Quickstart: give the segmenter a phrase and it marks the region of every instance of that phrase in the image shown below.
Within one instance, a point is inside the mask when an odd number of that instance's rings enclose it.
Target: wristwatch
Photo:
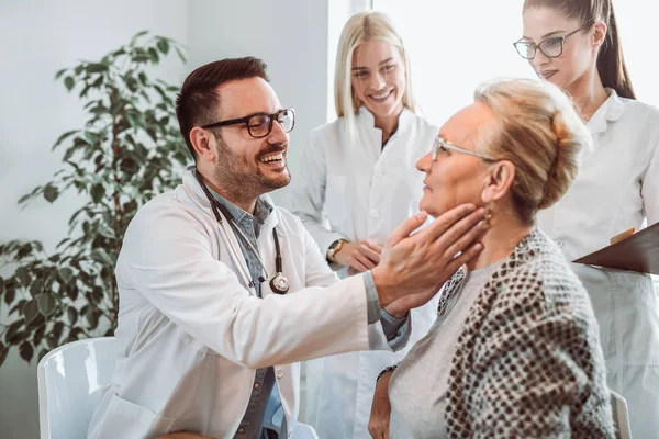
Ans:
[[[338,252],[338,250],[340,250],[343,248],[343,245],[346,244],[347,241],[348,241],[347,239],[337,239],[330,245],[330,248],[327,249],[327,255],[326,255],[326,258],[330,262],[336,262],[334,255],[336,255]]]

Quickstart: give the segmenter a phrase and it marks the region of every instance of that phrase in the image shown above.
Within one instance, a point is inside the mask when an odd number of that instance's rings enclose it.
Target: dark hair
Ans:
[[[197,158],[197,154],[190,142],[190,131],[196,126],[217,122],[213,120],[222,102],[217,87],[236,79],[256,77],[269,81],[267,69],[268,66],[261,59],[248,56],[209,63],[188,75],[176,98],[176,117],[193,158]]]
[[[597,55],[597,72],[604,87],[612,88],[618,95],[636,99],[621,46],[617,22],[612,0],[525,0],[524,9],[546,7],[555,9],[582,25],[601,20],[608,26],[604,44]]]

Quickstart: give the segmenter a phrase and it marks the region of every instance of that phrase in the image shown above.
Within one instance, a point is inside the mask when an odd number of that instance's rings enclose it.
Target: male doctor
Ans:
[[[425,214],[409,218],[378,267],[339,282],[301,222],[263,196],[291,179],[294,125],[266,65],[198,68],[177,116],[196,167],[126,230],[116,369],[89,437],[277,437],[264,428],[269,399],[282,407],[280,436],[294,437],[298,362],[401,348],[407,311],[482,249],[484,212],[461,206],[413,235]]]

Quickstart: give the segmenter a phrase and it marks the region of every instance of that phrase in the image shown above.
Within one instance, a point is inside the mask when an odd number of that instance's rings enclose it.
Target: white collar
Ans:
[[[591,134],[606,132],[608,122],[618,121],[625,112],[625,102],[623,102],[623,99],[616,91],[607,88],[606,92],[608,93],[608,98],[600,105],[597,111],[595,111],[595,114],[593,114],[587,123]]]
[[[203,211],[214,219],[215,216],[213,214],[213,211],[211,210],[211,202],[206,198],[203,189],[201,189],[201,185],[199,185],[199,181],[197,181],[197,177],[194,176],[194,169],[196,166],[190,165],[183,171],[183,188],[186,189],[186,192],[188,192],[188,195],[190,195],[190,199],[192,199],[194,204],[197,204],[197,206],[201,211]],[[269,233],[269,229],[279,224],[279,213],[277,212],[278,210],[275,206],[275,203],[272,202],[270,195],[264,194],[261,196],[265,196],[266,202],[270,203],[270,205],[272,205],[273,207],[266,221],[264,222],[264,225],[261,226],[264,232]],[[220,212],[220,215],[224,217],[224,215],[222,215],[222,212]]]
[[[395,133],[402,133],[405,130],[407,130],[407,127],[412,124],[412,121],[414,121],[414,115],[415,114],[412,113],[412,111],[409,108],[403,106],[403,111],[399,115],[399,126]],[[376,128],[376,117],[366,108],[366,105],[361,105],[359,108],[359,110],[357,111],[357,117],[362,120],[364,125],[366,127],[377,131],[379,134],[382,134],[382,130]]]

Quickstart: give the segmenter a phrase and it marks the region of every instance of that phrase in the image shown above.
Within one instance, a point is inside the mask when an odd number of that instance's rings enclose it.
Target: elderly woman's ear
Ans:
[[[496,161],[490,165],[483,181],[482,200],[492,203],[512,194],[511,187],[515,181],[515,165],[509,160]]]

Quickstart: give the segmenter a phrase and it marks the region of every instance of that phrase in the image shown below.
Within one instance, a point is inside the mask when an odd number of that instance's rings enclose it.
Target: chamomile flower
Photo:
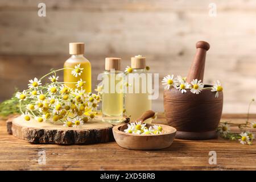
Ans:
[[[30,92],[30,94],[31,94],[32,96],[30,97],[36,97],[37,95],[38,95],[40,93],[39,90],[31,90]]]
[[[251,127],[256,129],[256,121],[253,121],[251,122]]]
[[[50,94],[54,94],[57,92],[57,87],[55,85],[49,85],[47,89]]]
[[[151,118],[152,119],[156,119],[158,118],[158,113],[155,113],[155,115]]]
[[[84,81],[82,80],[82,78],[80,78],[80,80],[79,80],[77,81],[77,83],[76,84],[76,86],[77,88],[80,88],[84,86],[85,84],[86,81]]]
[[[150,126],[148,129],[146,127],[144,128],[143,130],[144,132],[142,133],[142,135],[150,135],[154,133],[154,130],[151,126]]]
[[[38,98],[40,101],[44,101],[46,100],[46,96],[42,90],[40,92],[40,94],[38,95]]]
[[[160,125],[154,125],[153,126],[153,129],[154,129],[155,130],[158,130],[158,131],[160,131],[160,132],[162,132],[162,131],[163,130],[162,127],[161,126],[160,126]]]
[[[215,97],[218,98],[218,92],[222,92],[222,90],[223,88],[221,86],[221,84],[218,80],[217,80],[217,82],[216,82],[213,86],[212,87],[212,90],[210,91],[216,92],[216,93],[215,94]]]
[[[162,82],[163,82],[163,85],[166,85],[164,86],[165,89],[170,89],[172,86],[176,88],[177,85],[177,82],[176,79],[174,78],[174,75],[168,75],[163,78]]]
[[[220,134],[226,136],[230,131],[229,126],[228,123],[221,123],[218,127],[218,130]]]
[[[141,121],[135,121],[135,129],[137,130],[141,130],[143,129],[146,126],[146,124],[143,124]]]
[[[30,80],[28,81],[30,84],[28,84],[28,88],[30,89],[32,89],[32,88],[37,88],[38,87],[38,86],[39,86],[40,85],[42,85],[41,83],[41,81],[40,80],[38,80],[38,79],[37,78],[35,78],[33,80]]]
[[[51,96],[51,97],[49,97],[47,98],[47,100],[49,101],[49,105],[50,106],[54,105],[56,102],[56,100],[55,100],[55,96]]]
[[[129,66],[127,66],[125,71],[125,72],[127,73],[133,73],[133,68],[130,67]]]
[[[42,122],[44,122],[46,120],[45,118],[41,117],[35,117],[35,119],[38,121],[39,123],[42,123]]]
[[[52,75],[50,76],[49,78],[49,80],[51,80],[52,82],[55,82],[59,80],[59,76],[55,77],[55,75]]]
[[[72,121],[72,122],[73,123],[73,127],[81,127],[84,125],[82,120],[80,117],[76,117]]]
[[[241,133],[240,134],[241,139],[239,139],[240,143],[242,144],[246,144],[248,142],[250,142],[250,138],[248,136],[247,133]]]
[[[179,90],[181,90],[181,93],[186,93],[186,89],[189,89],[190,88],[190,85],[187,82],[184,82],[183,80],[180,82],[180,85],[179,86],[177,86],[176,88],[179,89]]]
[[[24,90],[22,92],[17,92],[15,95],[16,97],[19,99],[19,101],[25,101],[27,100],[27,94],[26,90]]]
[[[123,130],[125,133],[133,133],[135,130],[134,125],[127,124],[127,129]]]
[[[22,114],[22,117],[27,121],[30,121],[31,119],[31,115],[28,111],[26,111],[25,113]]]
[[[201,92],[201,90],[204,88],[204,84],[201,82],[201,80],[197,81],[197,79],[193,80],[191,81],[191,89],[190,92],[195,94],[199,94]]]
[[[70,118],[67,118],[64,122],[63,126],[65,127],[72,127],[73,126],[73,122],[72,120]]]
[[[82,73],[82,70],[84,68],[80,68],[81,64],[79,64],[75,66],[75,69],[72,70],[71,72],[71,74],[75,76],[76,77],[77,77],[78,75],[81,75],[81,73]]]

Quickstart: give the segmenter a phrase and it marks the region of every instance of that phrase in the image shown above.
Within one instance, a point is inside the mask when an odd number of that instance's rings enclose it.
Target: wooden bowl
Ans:
[[[205,85],[210,87],[211,85]],[[214,138],[221,117],[223,93],[210,89],[195,94],[189,89],[181,93],[172,88],[164,92],[164,107],[167,123],[177,129],[176,138],[200,140]]]
[[[160,134],[138,135],[125,133],[120,129],[124,124],[113,128],[114,138],[117,144],[122,147],[134,150],[156,150],[169,147],[172,143],[176,130],[171,126],[160,125],[165,133]],[[152,124],[146,124],[148,128]]]

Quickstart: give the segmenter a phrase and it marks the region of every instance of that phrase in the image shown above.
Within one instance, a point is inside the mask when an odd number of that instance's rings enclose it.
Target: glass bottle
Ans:
[[[82,89],[87,93],[92,92],[92,75],[90,63],[84,57],[84,43],[70,43],[69,54],[70,57],[64,63],[64,68],[75,68],[77,65],[80,65],[80,68],[83,68],[81,75],[77,75],[77,77],[72,75],[72,70],[66,69],[64,71],[64,81],[68,82],[77,82],[80,79],[85,81]],[[77,88],[76,83],[66,84],[67,86],[73,88]]]
[[[148,79],[148,73],[146,70],[146,58],[137,56],[131,58],[131,68],[133,72],[126,76],[126,86],[125,109],[130,121],[135,121],[144,112],[151,109],[151,100],[148,96],[151,91],[151,84]],[[150,92],[149,92],[150,91]],[[148,119],[146,122],[150,122]]]
[[[102,121],[123,121],[123,72],[121,71],[120,58],[106,57],[102,75]]]

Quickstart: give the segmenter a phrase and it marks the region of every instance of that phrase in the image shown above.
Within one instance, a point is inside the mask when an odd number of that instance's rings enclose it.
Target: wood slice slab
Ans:
[[[19,139],[34,143],[82,144],[104,143],[114,140],[114,126],[129,121],[124,118],[121,123],[101,121],[101,116],[84,124],[81,128],[67,127],[63,125],[39,123],[34,119],[26,121],[20,116],[14,116],[6,121],[7,132]]]

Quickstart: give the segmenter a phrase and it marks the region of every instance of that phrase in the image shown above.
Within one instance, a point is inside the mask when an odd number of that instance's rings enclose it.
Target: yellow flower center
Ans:
[[[57,115],[53,115],[53,117],[52,117],[52,120],[53,120],[53,121],[57,121],[59,120],[59,117]]]
[[[90,118],[92,119],[93,119],[95,117],[95,115],[94,114],[90,114]]]
[[[255,123],[255,124],[253,124],[253,127],[254,129],[256,129],[256,123]]]
[[[245,142],[246,141],[246,136],[242,136],[241,138],[242,141]]]
[[[185,89],[185,88],[184,84],[181,84],[180,86],[180,88],[181,88],[181,89]]]
[[[88,122],[88,120],[89,120],[89,119],[88,119],[88,117],[84,117],[84,118],[82,118],[82,121],[83,121],[85,123],[86,123],[86,122]]]
[[[174,81],[172,80],[168,80],[167,84],[168,85],[171,85],[174,83]]]
[[[32,84],[32,85],[34,87],[37,87],[38,86],[38,83],[37,82],[36,82],[36,81],[33,82],[33,83]]]
[[[38,92],[36,92],[36,90],[32,91],[31,93],[32,95],[34,95],[34,96],[36,96],[38,94]]]
[[[79,110],[81,111],[84,111],[84,107],[83,106],[80,106],[80,107],[79,107]]]
[[[80,122],[77,120],[75,122],[75,125],[76,125],[76,126],[79,126],[80,125]]]
[[[79,73],[80,72],[81,72],[81,69],[80,68],[76,68],[75,69],[76,72],[77,72],[77,73]]]
[[[50,113],[47,113],[45,115],[45,118],[46,119],[48,119],[51,116],[51,114]]]
[[[38,121],[40,123],[44,121],[44,119],[43,118],[39,117],[38,118]]]
[[[60,115],[58,115],[58,117],[59,119],[62,119],[62,118],[63,118],[64,116],[63,116],[63,115],[60,114]]]
[[[72,104],[71,105],[71,109],[76,109],[76,105],[75,105],[75,104]]]
[[[154,134],[158,134],[159,133],[159,131],[158,131],[158,130],[155,130],[155,131],[154,131]]]
[[[29,115],[25,115],[24,117],[24,119],[26,120],[26,121],[30,121],[30,116]]]
[[[60,112],[60,114],[61,115],[65,115],[67,114],[67,111],[64,110],[61,110],[61,111]]]
[[[135,129],[136,129],[136,130],[141,130],[141,125],[136,125]]]
[[[218,86],[217,87],[217,92],[221,92],[223,90],[223,88],[221,86]]]
[[[58,104],[55,107],[56,110],[60,110],[61,109],[61,105],[60,104]]]
[[[197,84],[195,84],[193,86],[193,88],[196,90],[199,87],[199,86]]]
[[[62,89],[62,92],[63,93],[67,93],[68,92],[68,89],[67,88],[65,87]]]
[[[39,96],[39,99],[40,99],[41,101],[44,100],[46,99],[46,96],[44,96],[44,94],[40,94],[40,95]]]
[[[132,73],[132,72],[133,72],[133,68],[129,68],[127,69],[127,72],[128,73]]]
[[[82,86],[84,85],[84,82],[81,81],[79,83],[79,86]]]
[[[51,88],[51,92],[52,93],[56,93],[57,92],[57,89],[55,87],[52,87]]]
[[[226,131],[228,130],[228,127],[226,126],[222,126],[222,131]]]
[[[77,101],[81,101],[81,96],[76,96],[76,99],[77,100]]]
[[[43,107],[43,106],[44,106],[44,105],[43,104],[43,103],[39,102],[38,104],[38,106],[39,107]]]
[[[94,100],[94,99],[93,97],[90,97],[90,98],[89,99],[89,101],[90,102],[93,102]]]
[[[92,105],[92,106],[93,107],[97,107],[97,104],[96,104],[96,103],[93,103],[93,104]]]
[[[34,110],[35,109],[35,106],[32,104],[28,105],[28,108],[31,110]]]
[[[68,122],[67,122],[67,125],[68,127],[71,127],[71,126],[72,126],[72,122],[71,121],[68,121]]]
[[[20,96],[19,96],[19,98],[24,100],[26,98],[26,96],[24,94],[20,94]]]

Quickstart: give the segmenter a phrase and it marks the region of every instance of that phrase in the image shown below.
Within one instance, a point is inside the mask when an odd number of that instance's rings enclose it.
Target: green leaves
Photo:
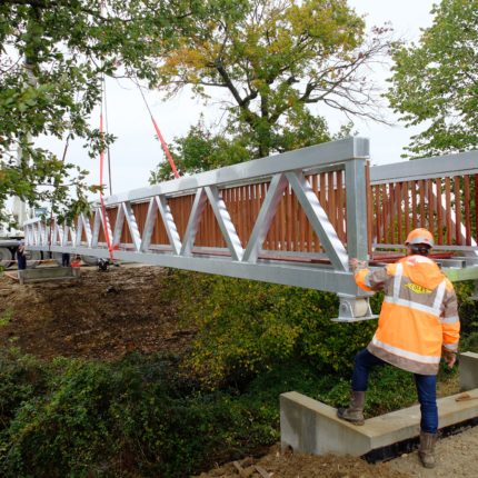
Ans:
[[[477,12],[477,0],[442,0],[419,44],[394,49],[387,98],[408,126],[426,127],[412,137],[410,157],[478,147]]]
[[[36,139],[72,136],[84,140],[90,156],[104,150],[113,137],[100,138],[89,126],[103,74],[157,81],[156,57],[173,43],[177,26],[186,28],[202,9],[186,0],[111,0],[107,11],[101,4],[0,3],[0,215],[9,196],[30,205],[53,201],[68,216],[68,208],[84,206],[84,171],[36,148]]]
[[[389,31],[366,39],[364,20],[345,0],[248,0],[233,17],[230,2],[208,8],[207,19],[180,30],[178,44],[162,54],[158,88],[175,93],[189,84],[205,99],[226,91],[228,126],[240,130],[253,158],[307,146],[290,138],[302,127],[321,123],[313,139],[323,140],[325,121],[310,104],[380,118],[360,67],[387,53]]]

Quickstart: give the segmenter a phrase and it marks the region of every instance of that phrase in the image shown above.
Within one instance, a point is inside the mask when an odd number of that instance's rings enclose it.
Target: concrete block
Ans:
[[[460,353],[460,390],[478,388],[478,353]]]
[[[20,283],[42,282],[49,280],[69,280],[78,279],[80,273],[80,268],[78,267],[40,267],[34,269],[18,270],[18,279]]]
[[[459,395],[438,399],[440,428],[478,417],[478,388],[471,400],[457,401]],[[366,420],[361,427],[337,418],[337,410],[296,391],[280,396],[280,439],[282,449],[313,455],[362,456],[420,432],[419,406]]]

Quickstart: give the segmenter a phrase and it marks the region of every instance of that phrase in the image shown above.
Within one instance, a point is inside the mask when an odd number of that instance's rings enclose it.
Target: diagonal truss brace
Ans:
[[[241,241],[218,188],[216,186],[207,186],[205,189],[212,207],[212,211],[218,220],[219,229],[221,230],[228,249],[231,252],[232,260],[242,260],[243,249]]]
[[[348,253],[340,241],[337,231],[329,221],[329,218],[320,206],[317,195],[313,192],[309,181],[301,171],[286,172],[293,192],[297,196],[303,212],[309,219],[310,226],[319,237],[320,243],[327,256],[330,258],[335,269],[348,270]]]

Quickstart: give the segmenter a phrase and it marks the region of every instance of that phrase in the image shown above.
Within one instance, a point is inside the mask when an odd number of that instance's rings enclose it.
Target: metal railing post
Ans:
[[[366,158],[346,163],[347,251],[349,258],[368,259]]]

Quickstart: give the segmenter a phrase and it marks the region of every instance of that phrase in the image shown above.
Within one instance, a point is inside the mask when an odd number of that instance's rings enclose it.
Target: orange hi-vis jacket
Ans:
[[[404,370],[436,375],[441,349],[458,349],[457,296],[439,267],[424,256],[407,256],[384,269],[359,270],[357,285],[384,290],[378,329],[367,349]]]

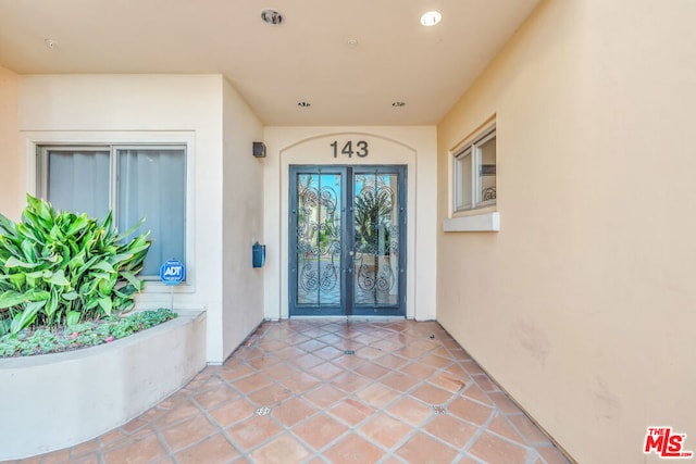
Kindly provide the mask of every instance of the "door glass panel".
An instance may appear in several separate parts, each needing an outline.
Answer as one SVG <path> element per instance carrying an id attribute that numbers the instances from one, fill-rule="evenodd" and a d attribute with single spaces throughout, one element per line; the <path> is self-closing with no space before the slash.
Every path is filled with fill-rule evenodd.
<path id="1" fill-rule="evenodd" d="M 399 184 L 396 174 L 357 174 L 353 184 L 353 298 L 399 302 Z"/>
<path id="2" fill-rule="evenodd" d="M 341 176 L 297 175 L 297 304 L 341 303 Z"/>

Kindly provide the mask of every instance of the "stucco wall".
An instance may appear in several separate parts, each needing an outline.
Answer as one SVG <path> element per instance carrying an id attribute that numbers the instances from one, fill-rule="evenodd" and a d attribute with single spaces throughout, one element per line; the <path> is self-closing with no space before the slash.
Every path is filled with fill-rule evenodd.
<path id="1" fill-rule="evenodd" d="M 548 0 L 438 126 L 437 318 L 579 462 L 696 450 L 696 3 Z M 499 233 L 443 233 L 497 120 Z"/>
<path id="2" fill-rule="evenodd" d="M 0 67 L 0 214 L 20 218 L 24 205 L 24 158 L 17 130 L 20 77 Z"/>
<path id="3" fill-rule="evenodd" d="M 41 143 L 187 143 L 187 284 L 175 309 L 207 310 L 207 360 L 222 362 L 223 78 L 220 75 L 32 75 L 20 79 L 26 190 L 35 191 Z M 148 284 L 140 308 L 170 305 Z"/>
<path id="4" fill-rule="evenodd" d="M 263 319 L 263 272 L 251 267 L 251 244 L 263 242 L 263 161 L 253 141 L 263 127 L 225 80 L 223 106 L 223 351 L 229 355 Z"/>

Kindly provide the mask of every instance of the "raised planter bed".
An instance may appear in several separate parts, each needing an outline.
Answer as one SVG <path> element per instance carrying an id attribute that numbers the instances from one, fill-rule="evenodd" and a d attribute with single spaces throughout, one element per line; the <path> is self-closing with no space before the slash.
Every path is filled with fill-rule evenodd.
<path id="1" fill-rule="evenodd" d="M 0 461 L 90 440 L 137 417 L 206 366 L 206 313 L 111 343 L 0 360 Z"/>

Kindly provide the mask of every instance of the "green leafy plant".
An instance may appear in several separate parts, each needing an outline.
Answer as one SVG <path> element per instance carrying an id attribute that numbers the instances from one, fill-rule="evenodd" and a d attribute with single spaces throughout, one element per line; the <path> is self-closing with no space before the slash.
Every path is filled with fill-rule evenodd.
<path id="1" fill-rule="evenodd" d="M 133 308 L 149 233 L 126 241 L 102 221 L 57 211 L 27 195 L 22 221 L 0 214 L 0 335 L 28 326 L 74 326 Z"/>

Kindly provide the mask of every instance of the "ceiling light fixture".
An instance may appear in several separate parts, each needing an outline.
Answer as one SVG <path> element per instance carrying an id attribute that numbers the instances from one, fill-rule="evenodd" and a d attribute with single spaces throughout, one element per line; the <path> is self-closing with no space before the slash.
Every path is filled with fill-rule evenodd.
<path id="1" fill-rule="evenodd" d="M 275 10 L 266 9 L 261 12 L 261 20 L 269 24 L 278 25 L 283 22 L 283 15 Z"/>
<path id="2" fill-rule="evenodd" d="M 421 16 L 421 24 L 428 27 L 434 26 L 439 23 L 442 18 L 443 15 L 439 11 L 428 11 L 427 13 L 423 13 L 423 15 Z"/>

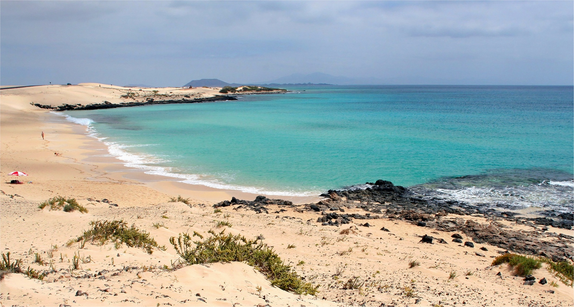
★ ★ ★
* [What is required]: Tally the lines in the items above that contain the word "flower", and reply with that number alone.

* [Full response]: 2